### EXERCISE DIRECTIONS
Could you reproduce, exactly and alone, the lines running from the one with "the illuminated yellow" to the end of the data below?
======== STORED DATA
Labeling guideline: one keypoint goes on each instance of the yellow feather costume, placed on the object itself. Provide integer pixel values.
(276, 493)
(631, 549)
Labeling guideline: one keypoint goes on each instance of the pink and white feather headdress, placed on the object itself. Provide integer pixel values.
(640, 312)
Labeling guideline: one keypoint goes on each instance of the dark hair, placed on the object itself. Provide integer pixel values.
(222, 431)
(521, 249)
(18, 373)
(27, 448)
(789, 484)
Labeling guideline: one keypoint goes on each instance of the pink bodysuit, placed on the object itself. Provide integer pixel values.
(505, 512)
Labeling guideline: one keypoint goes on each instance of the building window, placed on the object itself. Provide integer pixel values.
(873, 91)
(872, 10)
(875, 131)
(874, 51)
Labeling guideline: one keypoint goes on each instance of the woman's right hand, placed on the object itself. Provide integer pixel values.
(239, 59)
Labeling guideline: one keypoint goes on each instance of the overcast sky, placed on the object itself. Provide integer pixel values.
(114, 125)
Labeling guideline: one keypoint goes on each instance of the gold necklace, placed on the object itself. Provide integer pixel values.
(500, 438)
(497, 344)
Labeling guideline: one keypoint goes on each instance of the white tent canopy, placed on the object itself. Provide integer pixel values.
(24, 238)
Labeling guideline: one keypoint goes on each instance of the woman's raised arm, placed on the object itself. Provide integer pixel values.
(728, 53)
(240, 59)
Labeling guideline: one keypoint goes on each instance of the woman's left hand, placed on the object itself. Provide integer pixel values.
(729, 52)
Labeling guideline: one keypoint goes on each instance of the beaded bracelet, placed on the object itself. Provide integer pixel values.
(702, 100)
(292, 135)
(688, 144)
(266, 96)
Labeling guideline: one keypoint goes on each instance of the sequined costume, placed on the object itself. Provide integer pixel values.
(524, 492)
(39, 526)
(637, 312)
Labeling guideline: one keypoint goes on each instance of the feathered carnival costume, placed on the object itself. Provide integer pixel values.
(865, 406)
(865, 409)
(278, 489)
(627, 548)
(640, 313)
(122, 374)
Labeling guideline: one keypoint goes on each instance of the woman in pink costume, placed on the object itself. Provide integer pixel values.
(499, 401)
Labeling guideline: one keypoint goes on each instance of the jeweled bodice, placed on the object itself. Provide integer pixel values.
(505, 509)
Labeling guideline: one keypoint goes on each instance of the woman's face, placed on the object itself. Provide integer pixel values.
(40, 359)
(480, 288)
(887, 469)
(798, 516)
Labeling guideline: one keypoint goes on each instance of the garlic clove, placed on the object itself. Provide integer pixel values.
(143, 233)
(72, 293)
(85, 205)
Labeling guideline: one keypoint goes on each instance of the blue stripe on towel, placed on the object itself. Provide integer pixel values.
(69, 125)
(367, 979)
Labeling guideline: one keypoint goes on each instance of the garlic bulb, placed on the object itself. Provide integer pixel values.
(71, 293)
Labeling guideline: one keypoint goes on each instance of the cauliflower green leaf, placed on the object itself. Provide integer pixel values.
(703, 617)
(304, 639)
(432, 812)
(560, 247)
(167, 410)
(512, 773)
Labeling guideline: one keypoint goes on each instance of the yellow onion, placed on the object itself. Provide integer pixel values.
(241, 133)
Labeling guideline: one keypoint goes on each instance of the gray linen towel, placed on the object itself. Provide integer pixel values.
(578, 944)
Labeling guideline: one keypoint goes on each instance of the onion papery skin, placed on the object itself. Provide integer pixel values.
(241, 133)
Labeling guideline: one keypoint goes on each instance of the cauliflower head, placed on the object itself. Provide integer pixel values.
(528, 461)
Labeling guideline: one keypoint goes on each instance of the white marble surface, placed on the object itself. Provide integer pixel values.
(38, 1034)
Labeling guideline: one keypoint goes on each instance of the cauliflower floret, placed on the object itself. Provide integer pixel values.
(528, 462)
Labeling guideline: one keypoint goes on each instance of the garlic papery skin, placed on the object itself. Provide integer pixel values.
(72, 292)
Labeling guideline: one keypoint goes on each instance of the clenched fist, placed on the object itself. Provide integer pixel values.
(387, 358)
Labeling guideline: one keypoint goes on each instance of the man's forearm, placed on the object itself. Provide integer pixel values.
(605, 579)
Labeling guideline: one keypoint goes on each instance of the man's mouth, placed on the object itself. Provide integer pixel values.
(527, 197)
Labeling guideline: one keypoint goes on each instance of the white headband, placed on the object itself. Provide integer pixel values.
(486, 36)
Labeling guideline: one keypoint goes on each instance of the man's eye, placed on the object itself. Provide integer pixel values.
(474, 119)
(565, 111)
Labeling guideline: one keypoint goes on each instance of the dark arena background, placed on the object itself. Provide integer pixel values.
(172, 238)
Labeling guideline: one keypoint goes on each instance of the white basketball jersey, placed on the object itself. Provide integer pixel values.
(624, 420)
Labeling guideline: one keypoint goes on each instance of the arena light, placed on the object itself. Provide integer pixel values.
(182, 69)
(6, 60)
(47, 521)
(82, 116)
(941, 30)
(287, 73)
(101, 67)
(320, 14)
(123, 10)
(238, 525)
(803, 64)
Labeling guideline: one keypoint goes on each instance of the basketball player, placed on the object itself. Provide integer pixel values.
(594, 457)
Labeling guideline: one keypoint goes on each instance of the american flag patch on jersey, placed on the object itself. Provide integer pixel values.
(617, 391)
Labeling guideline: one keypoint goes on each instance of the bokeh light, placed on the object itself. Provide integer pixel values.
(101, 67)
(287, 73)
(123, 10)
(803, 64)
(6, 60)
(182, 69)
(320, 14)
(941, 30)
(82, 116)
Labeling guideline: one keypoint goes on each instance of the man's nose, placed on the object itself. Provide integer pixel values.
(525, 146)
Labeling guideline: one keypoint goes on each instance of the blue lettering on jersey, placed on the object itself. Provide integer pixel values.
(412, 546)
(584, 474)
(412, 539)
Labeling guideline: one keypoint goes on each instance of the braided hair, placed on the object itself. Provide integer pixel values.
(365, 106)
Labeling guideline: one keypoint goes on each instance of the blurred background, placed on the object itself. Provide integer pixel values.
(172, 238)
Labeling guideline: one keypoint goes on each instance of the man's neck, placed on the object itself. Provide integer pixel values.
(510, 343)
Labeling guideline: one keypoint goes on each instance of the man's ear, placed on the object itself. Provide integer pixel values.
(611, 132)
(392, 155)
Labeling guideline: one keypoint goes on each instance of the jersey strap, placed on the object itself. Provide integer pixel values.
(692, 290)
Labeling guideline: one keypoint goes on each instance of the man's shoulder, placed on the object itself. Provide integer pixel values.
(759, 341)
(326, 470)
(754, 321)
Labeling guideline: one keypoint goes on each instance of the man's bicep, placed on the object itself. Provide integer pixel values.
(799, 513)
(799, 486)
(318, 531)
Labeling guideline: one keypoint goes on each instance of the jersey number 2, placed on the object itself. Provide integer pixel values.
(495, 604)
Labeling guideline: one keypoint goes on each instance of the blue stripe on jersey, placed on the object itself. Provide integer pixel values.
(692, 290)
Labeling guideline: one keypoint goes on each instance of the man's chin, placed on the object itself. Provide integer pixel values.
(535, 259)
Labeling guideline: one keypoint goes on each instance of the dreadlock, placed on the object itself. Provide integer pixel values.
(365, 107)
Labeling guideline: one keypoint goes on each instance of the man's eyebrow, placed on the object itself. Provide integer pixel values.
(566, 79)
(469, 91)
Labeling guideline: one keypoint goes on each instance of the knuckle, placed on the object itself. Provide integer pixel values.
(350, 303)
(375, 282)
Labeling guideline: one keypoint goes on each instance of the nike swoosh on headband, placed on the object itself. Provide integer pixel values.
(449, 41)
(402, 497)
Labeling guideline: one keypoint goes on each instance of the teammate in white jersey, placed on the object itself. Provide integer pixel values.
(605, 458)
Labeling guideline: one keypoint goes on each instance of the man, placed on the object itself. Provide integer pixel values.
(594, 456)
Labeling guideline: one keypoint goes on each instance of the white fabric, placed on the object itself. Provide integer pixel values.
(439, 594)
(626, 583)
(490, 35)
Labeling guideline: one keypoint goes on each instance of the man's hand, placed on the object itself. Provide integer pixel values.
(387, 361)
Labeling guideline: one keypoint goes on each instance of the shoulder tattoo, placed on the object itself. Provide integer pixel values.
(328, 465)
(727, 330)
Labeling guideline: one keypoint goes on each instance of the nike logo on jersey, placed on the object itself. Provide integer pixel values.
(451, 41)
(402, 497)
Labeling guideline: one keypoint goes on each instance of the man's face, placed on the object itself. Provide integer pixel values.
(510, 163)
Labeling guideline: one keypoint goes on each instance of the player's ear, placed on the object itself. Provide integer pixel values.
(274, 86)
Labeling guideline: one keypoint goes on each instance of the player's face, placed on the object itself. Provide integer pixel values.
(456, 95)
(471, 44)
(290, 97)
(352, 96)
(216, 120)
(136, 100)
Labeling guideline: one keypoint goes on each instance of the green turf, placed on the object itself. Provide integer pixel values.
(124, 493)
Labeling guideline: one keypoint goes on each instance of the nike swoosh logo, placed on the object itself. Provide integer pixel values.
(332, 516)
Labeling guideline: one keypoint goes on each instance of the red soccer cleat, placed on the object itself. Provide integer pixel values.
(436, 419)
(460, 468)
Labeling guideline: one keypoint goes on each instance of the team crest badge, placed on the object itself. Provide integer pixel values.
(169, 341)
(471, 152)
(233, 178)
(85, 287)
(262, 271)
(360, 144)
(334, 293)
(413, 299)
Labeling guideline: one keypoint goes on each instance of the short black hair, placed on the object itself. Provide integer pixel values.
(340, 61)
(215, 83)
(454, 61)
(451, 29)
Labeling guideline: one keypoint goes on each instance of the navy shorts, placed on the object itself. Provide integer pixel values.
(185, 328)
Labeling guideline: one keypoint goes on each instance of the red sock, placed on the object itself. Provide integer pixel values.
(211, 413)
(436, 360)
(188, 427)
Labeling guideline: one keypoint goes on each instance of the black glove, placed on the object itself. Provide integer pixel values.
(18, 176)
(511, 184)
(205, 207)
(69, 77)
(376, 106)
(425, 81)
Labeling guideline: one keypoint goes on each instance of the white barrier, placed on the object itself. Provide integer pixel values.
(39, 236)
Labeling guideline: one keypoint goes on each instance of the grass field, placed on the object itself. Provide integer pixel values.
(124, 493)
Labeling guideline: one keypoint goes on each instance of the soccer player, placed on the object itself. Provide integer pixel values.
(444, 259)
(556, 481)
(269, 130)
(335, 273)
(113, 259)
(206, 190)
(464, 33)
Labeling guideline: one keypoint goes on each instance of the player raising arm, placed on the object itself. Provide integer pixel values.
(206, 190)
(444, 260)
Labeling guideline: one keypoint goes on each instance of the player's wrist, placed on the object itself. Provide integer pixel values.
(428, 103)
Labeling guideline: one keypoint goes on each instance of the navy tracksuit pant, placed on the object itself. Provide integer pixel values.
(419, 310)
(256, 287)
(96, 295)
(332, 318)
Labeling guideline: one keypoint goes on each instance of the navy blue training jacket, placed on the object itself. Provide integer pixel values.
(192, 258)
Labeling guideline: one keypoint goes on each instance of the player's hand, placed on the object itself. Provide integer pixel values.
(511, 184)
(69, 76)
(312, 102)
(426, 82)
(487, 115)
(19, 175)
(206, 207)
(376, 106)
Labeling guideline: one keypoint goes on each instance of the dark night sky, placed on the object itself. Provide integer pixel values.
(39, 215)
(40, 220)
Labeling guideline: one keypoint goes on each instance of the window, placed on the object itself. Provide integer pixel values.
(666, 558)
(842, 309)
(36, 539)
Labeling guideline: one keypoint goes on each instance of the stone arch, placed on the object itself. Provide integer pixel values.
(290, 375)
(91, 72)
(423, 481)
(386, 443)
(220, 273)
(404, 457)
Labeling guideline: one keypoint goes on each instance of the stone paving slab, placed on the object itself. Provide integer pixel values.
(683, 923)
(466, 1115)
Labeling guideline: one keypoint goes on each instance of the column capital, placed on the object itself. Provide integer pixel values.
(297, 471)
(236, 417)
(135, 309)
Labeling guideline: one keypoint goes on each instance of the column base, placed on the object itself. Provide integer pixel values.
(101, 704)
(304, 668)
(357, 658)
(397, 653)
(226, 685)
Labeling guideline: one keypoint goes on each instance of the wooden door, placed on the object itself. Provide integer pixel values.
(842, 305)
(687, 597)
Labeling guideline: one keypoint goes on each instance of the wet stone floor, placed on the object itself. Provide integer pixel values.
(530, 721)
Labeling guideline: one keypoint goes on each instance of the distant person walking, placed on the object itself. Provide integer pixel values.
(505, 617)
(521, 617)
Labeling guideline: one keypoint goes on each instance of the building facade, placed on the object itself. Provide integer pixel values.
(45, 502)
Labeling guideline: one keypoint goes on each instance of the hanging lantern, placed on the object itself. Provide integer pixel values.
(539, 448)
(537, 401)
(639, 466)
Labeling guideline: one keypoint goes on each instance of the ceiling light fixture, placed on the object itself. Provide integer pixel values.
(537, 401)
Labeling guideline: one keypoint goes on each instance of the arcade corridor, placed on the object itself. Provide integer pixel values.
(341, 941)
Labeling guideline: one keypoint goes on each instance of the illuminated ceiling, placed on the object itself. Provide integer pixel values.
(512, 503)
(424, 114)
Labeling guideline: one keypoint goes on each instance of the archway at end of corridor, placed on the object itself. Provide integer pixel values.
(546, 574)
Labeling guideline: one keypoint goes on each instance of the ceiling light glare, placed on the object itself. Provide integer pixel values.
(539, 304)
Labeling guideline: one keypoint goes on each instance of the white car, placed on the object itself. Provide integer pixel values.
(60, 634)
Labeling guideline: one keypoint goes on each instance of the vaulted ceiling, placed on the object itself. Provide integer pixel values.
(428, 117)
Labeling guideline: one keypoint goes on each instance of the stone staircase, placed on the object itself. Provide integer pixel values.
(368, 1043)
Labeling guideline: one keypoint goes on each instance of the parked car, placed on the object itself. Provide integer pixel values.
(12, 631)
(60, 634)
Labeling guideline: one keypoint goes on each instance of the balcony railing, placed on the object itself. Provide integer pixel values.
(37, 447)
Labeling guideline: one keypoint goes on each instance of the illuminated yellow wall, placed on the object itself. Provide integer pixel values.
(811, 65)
================
### RESULT OF THIS EXERCISE
Labeling guideline: one keypoint goes on each instance of the illuminated yellow wall, placed on the object itself. Provide integer pixel values.
(811, 65)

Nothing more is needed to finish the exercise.